EXERCISE ::
Pick out and copy every line of the records that contains the word "green".

MATERIAL TO PROCESS ::
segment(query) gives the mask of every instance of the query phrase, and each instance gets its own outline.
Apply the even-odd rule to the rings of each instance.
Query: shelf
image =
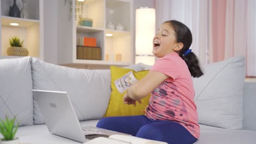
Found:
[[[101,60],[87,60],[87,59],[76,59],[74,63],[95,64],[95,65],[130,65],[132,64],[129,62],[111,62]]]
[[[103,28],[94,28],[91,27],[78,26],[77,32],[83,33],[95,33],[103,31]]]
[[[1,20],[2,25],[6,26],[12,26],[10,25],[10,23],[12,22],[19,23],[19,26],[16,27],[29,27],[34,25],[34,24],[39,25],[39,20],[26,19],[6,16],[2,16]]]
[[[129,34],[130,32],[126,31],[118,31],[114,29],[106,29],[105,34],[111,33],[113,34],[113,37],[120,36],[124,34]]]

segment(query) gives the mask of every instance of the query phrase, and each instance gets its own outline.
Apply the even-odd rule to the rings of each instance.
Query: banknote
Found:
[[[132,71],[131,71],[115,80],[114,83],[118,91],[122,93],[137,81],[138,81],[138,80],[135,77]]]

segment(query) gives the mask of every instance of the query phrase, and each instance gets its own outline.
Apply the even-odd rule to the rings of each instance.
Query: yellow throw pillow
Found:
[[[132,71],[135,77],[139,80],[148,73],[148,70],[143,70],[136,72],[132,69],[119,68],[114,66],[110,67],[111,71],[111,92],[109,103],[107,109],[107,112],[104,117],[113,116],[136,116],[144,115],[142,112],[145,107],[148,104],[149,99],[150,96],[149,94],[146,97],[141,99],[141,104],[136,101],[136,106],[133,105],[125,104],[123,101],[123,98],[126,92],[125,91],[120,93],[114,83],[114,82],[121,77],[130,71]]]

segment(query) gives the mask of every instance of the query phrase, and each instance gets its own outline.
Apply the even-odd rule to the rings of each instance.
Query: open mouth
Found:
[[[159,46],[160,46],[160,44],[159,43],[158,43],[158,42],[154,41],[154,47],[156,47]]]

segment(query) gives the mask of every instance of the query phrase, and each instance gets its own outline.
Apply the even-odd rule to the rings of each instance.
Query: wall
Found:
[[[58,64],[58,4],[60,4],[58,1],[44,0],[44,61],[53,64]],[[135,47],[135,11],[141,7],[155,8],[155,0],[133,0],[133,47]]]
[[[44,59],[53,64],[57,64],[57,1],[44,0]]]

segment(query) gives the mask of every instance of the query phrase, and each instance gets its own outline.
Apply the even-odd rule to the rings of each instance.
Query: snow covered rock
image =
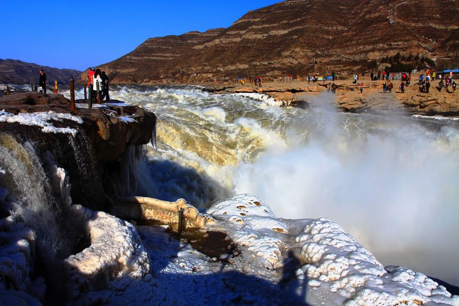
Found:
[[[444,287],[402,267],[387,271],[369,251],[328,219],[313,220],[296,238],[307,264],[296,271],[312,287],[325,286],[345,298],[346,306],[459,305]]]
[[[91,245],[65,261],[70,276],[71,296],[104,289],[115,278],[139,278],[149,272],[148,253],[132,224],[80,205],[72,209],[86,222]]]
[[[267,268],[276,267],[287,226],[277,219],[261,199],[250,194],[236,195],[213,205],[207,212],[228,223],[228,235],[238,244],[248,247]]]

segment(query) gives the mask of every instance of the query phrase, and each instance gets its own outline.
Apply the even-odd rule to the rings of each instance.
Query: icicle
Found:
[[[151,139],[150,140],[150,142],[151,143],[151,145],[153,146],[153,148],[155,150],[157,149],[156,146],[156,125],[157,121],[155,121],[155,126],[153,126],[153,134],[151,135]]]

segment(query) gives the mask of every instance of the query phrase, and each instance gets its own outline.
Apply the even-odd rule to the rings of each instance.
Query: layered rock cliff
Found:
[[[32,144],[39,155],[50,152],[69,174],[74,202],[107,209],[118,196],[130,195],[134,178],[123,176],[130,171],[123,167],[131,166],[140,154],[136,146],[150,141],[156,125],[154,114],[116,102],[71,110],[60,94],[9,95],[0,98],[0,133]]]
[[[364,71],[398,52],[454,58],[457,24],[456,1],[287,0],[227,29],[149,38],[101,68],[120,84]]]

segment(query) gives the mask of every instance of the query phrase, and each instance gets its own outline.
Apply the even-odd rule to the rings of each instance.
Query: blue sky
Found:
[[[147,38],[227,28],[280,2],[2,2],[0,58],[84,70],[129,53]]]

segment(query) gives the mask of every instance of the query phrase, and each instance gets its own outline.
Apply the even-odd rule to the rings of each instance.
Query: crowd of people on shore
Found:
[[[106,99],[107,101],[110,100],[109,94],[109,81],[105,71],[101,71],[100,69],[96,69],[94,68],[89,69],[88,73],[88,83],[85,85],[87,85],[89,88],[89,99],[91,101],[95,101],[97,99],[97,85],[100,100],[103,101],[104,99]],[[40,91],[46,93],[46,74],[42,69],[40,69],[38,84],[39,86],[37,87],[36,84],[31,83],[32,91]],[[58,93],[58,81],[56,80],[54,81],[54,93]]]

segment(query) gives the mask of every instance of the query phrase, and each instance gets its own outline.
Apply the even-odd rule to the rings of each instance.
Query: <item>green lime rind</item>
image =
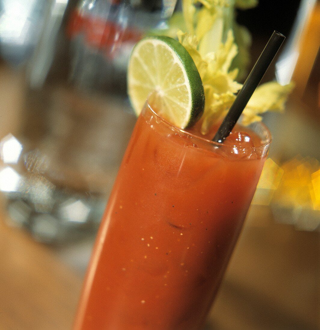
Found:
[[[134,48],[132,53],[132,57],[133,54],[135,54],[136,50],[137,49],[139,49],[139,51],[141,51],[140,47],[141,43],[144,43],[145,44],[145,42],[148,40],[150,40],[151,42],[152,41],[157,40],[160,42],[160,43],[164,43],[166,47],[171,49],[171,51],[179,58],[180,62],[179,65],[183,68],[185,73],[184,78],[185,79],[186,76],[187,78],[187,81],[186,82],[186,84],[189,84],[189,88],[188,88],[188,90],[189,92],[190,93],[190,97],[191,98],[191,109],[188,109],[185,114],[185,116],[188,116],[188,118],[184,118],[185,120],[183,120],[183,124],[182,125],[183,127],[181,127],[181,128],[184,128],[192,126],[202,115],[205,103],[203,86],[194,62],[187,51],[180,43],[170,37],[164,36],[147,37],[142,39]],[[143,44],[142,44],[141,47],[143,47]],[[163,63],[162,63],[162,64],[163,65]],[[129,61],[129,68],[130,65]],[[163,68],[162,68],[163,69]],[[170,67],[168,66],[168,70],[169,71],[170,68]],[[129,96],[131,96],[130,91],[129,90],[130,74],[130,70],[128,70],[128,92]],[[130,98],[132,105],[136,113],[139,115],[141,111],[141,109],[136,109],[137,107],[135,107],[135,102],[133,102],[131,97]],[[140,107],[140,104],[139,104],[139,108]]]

--

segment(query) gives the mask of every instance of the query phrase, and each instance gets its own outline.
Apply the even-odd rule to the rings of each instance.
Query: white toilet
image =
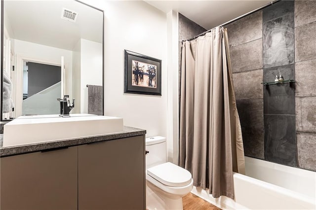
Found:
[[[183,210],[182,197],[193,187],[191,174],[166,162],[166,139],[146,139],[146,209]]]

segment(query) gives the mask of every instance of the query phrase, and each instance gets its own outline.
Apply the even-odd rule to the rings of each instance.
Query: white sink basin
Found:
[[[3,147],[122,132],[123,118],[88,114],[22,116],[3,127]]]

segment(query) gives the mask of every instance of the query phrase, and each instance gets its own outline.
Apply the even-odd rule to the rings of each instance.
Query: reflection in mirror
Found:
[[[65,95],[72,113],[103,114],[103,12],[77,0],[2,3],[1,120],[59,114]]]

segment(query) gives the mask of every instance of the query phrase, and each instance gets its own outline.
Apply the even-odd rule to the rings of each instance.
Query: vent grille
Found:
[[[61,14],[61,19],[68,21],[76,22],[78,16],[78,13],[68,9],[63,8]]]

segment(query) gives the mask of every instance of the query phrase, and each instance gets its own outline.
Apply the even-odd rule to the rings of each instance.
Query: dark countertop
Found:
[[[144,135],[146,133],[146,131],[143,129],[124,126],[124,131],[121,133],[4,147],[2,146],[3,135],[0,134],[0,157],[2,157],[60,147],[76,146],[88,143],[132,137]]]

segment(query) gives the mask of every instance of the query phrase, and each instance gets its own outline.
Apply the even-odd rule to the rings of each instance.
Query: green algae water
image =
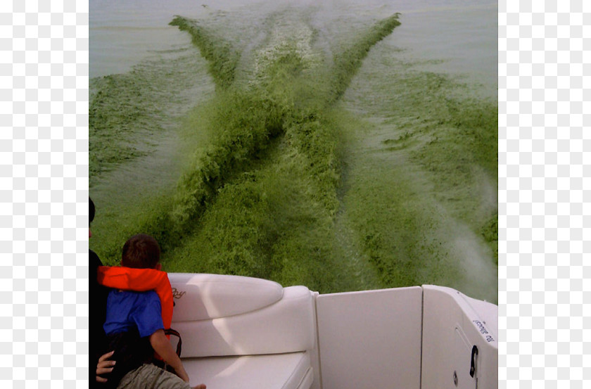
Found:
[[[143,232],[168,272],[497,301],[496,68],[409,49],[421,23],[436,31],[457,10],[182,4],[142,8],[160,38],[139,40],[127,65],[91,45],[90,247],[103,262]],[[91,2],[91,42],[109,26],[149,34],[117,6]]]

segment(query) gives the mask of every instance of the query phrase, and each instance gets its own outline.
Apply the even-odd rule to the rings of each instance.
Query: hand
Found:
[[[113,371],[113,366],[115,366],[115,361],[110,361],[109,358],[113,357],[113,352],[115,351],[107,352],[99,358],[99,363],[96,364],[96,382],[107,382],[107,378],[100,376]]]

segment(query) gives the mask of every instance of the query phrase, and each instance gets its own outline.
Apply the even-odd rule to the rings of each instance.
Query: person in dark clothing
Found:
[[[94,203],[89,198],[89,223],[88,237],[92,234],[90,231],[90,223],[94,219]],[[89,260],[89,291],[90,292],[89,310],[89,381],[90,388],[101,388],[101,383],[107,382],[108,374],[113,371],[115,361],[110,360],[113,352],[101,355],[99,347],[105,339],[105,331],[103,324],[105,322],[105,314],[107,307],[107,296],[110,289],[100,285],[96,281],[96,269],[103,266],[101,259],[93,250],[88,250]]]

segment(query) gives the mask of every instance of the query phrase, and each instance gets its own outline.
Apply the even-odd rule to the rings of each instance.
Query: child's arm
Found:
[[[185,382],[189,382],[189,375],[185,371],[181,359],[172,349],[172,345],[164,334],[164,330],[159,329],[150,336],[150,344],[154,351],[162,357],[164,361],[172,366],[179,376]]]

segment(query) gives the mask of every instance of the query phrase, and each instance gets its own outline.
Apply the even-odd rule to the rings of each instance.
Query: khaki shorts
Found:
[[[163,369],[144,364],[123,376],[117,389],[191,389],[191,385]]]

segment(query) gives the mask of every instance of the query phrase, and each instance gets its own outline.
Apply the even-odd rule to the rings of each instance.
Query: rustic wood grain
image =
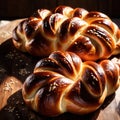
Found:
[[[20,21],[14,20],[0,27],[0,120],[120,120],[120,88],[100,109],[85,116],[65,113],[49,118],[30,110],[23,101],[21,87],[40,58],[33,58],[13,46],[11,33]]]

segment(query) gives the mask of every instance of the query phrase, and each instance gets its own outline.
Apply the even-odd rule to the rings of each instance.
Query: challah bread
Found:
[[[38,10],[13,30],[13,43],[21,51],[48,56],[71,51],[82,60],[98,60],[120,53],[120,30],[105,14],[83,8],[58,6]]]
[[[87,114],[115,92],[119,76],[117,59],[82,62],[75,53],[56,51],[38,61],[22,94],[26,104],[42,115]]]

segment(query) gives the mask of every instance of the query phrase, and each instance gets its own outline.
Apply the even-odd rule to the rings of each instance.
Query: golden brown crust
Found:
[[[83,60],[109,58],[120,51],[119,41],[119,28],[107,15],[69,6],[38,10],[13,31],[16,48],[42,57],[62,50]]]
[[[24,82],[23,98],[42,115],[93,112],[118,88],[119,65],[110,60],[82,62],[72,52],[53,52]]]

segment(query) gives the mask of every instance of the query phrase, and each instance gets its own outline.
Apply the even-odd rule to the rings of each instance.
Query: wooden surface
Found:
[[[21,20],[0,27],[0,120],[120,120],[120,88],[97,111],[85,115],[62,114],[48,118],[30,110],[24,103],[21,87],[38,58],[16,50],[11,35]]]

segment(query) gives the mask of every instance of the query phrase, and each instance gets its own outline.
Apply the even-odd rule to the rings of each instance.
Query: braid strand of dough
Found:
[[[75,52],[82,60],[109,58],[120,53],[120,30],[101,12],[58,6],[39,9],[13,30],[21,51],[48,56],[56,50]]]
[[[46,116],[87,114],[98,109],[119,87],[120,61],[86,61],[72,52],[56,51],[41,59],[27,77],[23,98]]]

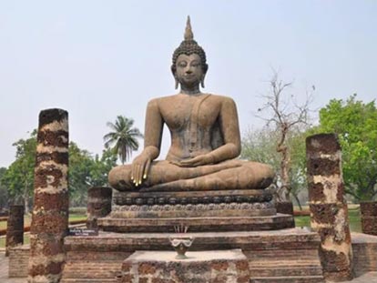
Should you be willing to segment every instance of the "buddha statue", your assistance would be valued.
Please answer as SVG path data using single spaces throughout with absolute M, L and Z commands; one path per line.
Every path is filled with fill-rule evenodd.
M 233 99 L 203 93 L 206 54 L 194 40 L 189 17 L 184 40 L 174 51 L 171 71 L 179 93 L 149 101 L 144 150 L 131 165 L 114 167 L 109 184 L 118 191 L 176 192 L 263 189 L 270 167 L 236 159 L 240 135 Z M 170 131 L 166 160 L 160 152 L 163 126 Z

--

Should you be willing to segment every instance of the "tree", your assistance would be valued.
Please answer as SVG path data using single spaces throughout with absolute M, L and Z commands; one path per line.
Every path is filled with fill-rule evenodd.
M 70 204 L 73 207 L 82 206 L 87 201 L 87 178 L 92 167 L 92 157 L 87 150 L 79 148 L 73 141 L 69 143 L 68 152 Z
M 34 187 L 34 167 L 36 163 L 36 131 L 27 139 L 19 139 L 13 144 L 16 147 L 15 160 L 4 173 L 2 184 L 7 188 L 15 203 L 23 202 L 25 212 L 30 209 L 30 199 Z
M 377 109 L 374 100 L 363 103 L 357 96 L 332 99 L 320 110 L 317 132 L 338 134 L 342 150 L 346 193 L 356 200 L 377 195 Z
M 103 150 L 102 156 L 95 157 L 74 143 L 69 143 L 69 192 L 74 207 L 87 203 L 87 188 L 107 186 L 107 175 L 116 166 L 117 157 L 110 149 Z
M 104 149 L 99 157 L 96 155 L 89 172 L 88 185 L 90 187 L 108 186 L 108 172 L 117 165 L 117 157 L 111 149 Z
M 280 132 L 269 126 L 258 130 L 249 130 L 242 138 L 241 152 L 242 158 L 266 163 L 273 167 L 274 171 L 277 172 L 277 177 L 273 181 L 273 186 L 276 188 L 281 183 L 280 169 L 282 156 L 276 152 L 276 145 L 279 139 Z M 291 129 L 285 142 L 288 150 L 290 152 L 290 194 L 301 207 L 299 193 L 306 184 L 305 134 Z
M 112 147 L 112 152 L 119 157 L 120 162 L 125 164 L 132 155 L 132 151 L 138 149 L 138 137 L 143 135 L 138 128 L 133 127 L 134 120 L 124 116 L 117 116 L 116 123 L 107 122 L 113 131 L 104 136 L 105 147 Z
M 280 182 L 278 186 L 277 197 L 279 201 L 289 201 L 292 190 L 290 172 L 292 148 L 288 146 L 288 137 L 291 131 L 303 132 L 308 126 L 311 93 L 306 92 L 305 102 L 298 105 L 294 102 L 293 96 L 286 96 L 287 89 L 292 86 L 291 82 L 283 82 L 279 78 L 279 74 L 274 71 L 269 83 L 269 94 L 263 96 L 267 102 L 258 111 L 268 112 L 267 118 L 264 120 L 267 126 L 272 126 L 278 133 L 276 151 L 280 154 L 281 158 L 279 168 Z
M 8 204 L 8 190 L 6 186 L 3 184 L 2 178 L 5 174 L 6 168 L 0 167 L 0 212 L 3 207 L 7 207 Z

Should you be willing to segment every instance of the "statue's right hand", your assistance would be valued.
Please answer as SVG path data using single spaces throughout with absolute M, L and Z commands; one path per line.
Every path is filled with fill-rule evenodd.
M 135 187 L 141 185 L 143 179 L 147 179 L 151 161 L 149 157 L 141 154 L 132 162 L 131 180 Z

EXERCISE ANSWER ::
Query: <item>green lime rind</item>
Query: green algae water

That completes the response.